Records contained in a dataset
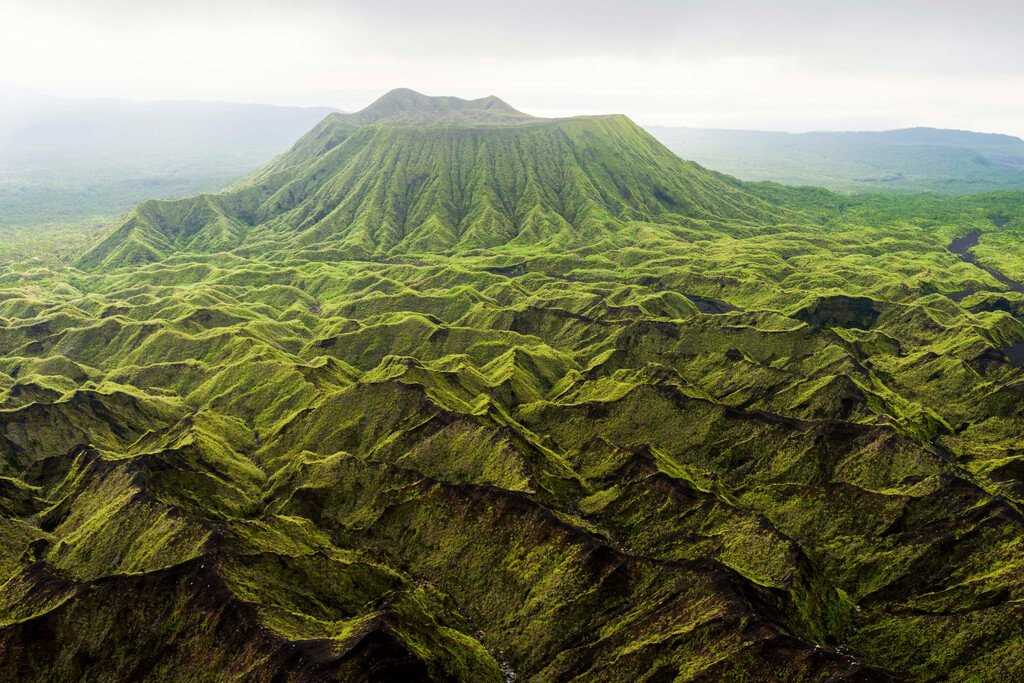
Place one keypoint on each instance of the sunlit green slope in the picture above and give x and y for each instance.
(440, 178)
(453, 393)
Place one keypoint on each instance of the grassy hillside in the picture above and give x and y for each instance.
(950, 162)
(476, 396)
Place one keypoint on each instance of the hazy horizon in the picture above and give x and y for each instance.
(731, 65)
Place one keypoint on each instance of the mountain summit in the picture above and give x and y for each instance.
(418, 174)
(410, 105)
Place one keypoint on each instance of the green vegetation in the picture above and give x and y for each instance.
(950, 162)
(448, 392)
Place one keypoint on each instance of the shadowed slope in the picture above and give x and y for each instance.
(413, 174)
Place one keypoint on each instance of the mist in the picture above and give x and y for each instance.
(795, 66)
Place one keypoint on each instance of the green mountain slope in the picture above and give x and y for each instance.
(445, 177)
(950, 162)
(363, 418)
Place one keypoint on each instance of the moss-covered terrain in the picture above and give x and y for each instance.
(449, 392)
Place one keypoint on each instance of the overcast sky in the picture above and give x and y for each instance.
(788, 65)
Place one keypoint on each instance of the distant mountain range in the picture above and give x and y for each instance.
(414, 174)
(448, 392)
(953, 162)
(66, 160)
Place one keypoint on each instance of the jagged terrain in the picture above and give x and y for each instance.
(449, 392)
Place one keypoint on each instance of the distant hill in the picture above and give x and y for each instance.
(451, 393)
(65, 160)
(415, 174)
(953, 162)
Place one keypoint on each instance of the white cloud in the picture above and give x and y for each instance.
(796, 66)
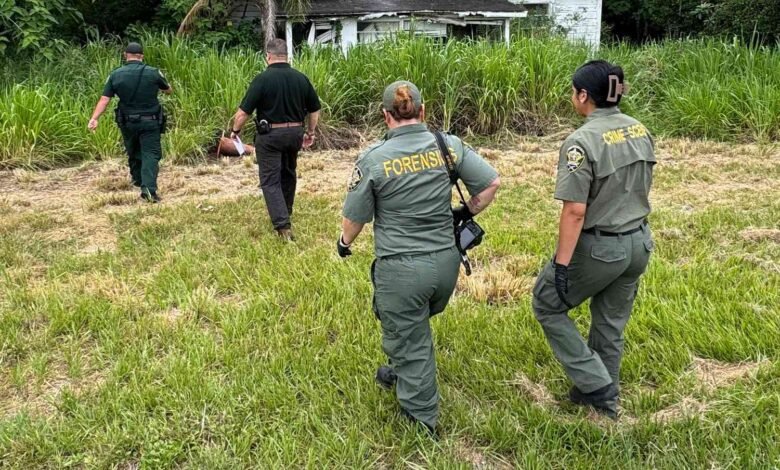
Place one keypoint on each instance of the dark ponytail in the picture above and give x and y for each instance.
(604, 82)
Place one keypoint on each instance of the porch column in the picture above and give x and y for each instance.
(288, 37)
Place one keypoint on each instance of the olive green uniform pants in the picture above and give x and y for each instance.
(408, 290)
(144, 151)
(605, 269)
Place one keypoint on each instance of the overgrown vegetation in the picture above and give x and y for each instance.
(702, 89)
(185, 335)
(642, 20)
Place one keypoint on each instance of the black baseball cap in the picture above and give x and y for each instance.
(134, 48)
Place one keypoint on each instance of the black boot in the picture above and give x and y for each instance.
(150, 196)
(603, 400)
(385, 377)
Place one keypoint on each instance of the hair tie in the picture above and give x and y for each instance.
(615, 89)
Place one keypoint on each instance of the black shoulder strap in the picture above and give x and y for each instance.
(448, 163)
(137, 83)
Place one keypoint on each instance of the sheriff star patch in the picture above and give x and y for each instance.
(355, 179)
(574, 158)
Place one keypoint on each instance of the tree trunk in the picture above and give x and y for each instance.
(269, 20)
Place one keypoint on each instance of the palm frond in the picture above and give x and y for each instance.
(189, 19)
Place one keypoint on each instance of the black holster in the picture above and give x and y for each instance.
(162, 119)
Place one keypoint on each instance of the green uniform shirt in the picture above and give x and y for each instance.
(403, 183)
(281, 94)
(608, 164)
(123, 82)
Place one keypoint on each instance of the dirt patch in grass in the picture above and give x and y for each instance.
(712, 374)
(758, 235)
(537, 392)
(40, 400)
(479, 459)
(691, 174)
(499, 280)
(687, 408)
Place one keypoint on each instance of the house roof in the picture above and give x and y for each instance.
(320, 8)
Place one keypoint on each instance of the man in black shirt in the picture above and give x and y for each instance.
(282, 98)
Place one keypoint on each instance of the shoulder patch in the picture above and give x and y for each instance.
(574, 158)
(355, 179)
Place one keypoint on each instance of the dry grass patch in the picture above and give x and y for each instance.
(536, 392)
(712, 374)
(40, 398)
(113, 183)
(687, 408)
(758, 235)
(479, 459)
(500, 280)
(112, 199)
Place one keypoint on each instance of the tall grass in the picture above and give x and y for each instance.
(701, 89)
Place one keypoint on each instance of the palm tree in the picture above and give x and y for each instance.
(268, 20)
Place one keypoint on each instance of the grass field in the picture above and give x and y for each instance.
(707, 89)
(186, 335)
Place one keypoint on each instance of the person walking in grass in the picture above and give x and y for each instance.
(403, 183)
(605, 172)
(139, 116)
(282, 98)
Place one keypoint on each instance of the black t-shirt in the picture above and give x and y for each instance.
(281, 94)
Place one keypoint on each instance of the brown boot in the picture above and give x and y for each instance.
(285, 234)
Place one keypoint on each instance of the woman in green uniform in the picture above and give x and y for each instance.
(604, 176)
(402, 183)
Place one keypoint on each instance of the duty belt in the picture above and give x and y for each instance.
(141, 117)
(595, 231)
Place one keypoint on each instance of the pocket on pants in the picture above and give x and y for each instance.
(608, 253)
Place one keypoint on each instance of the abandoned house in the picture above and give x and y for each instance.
(345, 23)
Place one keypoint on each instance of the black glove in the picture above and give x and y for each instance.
(343, 248)
(461, 213)
(562, 282)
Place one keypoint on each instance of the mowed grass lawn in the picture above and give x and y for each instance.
(186, 335)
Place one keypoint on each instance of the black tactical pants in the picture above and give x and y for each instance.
(277, 158)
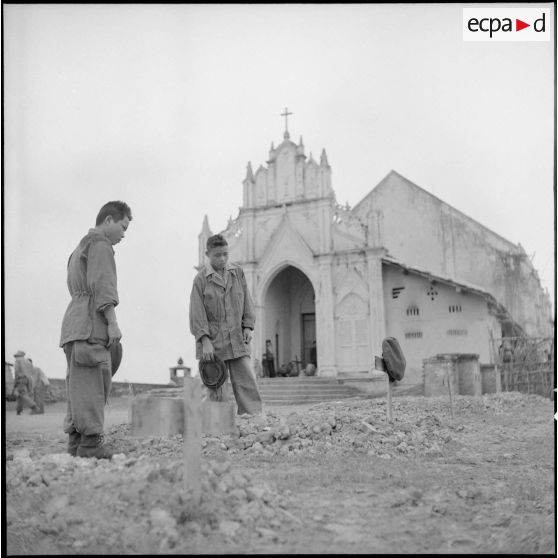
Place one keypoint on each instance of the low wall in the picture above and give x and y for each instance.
(461, 370)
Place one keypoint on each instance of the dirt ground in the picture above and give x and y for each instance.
(329, 478)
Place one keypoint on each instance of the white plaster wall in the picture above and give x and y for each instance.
(422, 231)
(434, 321)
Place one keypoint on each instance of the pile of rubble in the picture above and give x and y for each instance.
(136, 504)
(420, 424)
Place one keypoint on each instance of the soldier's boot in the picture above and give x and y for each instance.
(74, 438)
(93, 446)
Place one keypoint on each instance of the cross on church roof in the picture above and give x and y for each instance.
(286, 114)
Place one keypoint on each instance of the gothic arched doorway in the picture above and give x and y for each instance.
(290, 318)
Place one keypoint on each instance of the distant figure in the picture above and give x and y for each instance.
(313, 354)
(23, 383)
(40, 385)
(506, 354)
(222, 320)
(268, 361)
(90, 332)
(310, 370)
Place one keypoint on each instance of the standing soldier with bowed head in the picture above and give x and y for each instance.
(90, 330)
(222, 320)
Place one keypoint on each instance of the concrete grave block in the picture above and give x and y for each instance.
(164, 416)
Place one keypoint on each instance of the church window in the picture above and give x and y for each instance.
(454, 332)
(413, 335)
(396, 291)
(352, 334)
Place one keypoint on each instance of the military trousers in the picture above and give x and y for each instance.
(244, 386)
(88, 383)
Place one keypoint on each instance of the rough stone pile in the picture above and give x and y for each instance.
(136, 503)
(420, 425)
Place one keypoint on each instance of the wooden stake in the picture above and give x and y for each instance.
(390, 409)
(192, 437)
(449, 390)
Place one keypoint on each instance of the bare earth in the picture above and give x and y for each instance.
(328, 478)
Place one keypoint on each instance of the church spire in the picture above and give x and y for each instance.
(286, 114)
(205, 226)
(249, 173)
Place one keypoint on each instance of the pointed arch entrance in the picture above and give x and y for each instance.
(289, 318)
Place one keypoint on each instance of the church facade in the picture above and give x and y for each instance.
(400, 263)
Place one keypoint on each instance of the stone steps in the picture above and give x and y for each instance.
(300, 390)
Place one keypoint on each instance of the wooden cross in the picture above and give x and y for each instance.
(286, 114)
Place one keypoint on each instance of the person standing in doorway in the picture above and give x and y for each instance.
(222, 320)
(23, 383)
(90, 330)
(269, 359)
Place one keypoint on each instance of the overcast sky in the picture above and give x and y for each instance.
(162, 106)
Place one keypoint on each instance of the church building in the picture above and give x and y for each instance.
(401, 263)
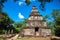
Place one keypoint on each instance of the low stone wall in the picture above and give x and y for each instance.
(6, 35)
(55, 38)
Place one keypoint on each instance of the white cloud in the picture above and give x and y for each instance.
(32, 0)
(20, 3)
(20, 16)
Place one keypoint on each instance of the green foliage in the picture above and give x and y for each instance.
(56, 16)
(27, 2)
(5, 22)
(57, 31)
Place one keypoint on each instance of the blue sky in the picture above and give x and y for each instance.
(19, 10)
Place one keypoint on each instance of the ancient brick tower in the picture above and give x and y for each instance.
(36, 26)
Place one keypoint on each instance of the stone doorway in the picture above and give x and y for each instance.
(36, 31)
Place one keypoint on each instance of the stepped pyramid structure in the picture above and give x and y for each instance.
(36, 26)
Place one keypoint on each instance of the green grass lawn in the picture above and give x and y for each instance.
(34, 38)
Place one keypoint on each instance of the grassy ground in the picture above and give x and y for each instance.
(2, 39)
(34, 38)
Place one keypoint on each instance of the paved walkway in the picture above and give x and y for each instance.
(14, 38)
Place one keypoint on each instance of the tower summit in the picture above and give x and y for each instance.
(34, 11)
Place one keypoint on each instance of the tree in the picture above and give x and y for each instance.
(42, 3)
(5, 21)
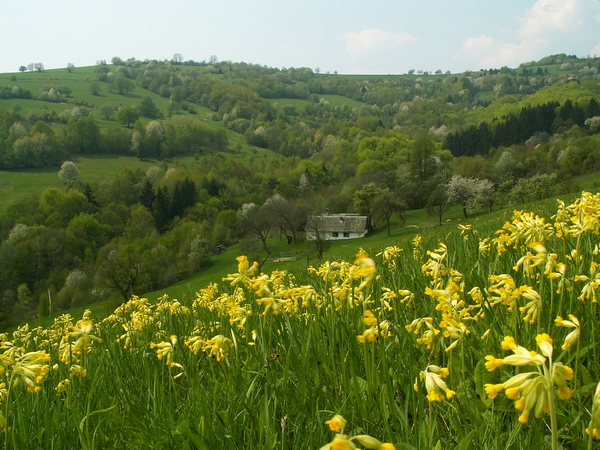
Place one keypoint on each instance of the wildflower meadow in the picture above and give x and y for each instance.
(485, 339)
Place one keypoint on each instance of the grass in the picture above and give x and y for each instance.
(408, 348)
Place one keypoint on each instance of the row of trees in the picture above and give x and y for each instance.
(547, 118)
(24, 145)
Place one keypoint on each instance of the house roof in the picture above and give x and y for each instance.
(341, 223)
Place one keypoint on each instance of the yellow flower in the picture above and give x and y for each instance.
(545, 344)
(166, 351)
(30, 369)
(337, 423)
(245, 271)
(434, 384)
(508, 343)
(573, 336)
(492, 363)
(492, 390)
(364, 268)
(341, 443)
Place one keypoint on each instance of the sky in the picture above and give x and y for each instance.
(344, 36)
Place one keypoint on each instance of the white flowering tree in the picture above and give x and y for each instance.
(470, 193)
(69, 172)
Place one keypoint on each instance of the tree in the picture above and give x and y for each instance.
(69, 172)
(148, 109)
(289, 216)
(107, 111)
(123, 85)
(387, 203)
(127, 115)
(255, 222)
(463, 191)
(123, 270)
(364, 201)
(320, 243)
(95, 88)
(437, 203)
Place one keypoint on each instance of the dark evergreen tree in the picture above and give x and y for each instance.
(162, 209)
(147, 194)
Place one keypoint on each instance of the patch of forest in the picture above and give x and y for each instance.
(234, 164)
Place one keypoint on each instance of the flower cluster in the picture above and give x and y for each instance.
(531, 390)
(433, 378)
(341, 441)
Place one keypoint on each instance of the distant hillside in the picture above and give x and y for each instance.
(128, 177)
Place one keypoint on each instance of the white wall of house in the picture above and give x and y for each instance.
(334, 236)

**Aim:**
Your task is to reproduce, exactly and exclusively, the lines from the one holding "Place one keypoint on each instance of the sky" through the final line of the listing.

**Right answer:**
Place one keypoint on each instance of the sky in the picture above and give x and y for each instance.
(344, 36)
Place one keypoint on each instance of the white flowering tree in the picture above and give x and y for each instance.
(470, 193)
(69, 172)
Place one keypoint on each instance of the tree in the picture above and give x and y for each instance.
(69, 172)
(148, 109)
(289, 216)
(107, 111)
(123, 85)
(387, 203)
(127, 115)
(255, 222)
(463, 191)
(123, 270)
(364, 201)
(320, 243)
(95, 88)
(437, 203)
Place one keypoint on each instance of the dark evergreen tree in the picture above and give x and y for each instance.
(162, 209)
(147, 194)
Place one keypoint on each instance of the patch of forest in the picture above and give x and y for each instance.
(234, 164)
Place one keypoint on each instance of the flower cluster in the picture above and give x and y for each instance.
(531, 390)
(433, 378)
(341, 441)
Place one keypoint on each instance of the distant hillside in the picture above and give x and y for each instance.
(128, 177)
Place one keypoint on each instance of the white wall of house in the picture above and give x and y for each instance.
(334, 236)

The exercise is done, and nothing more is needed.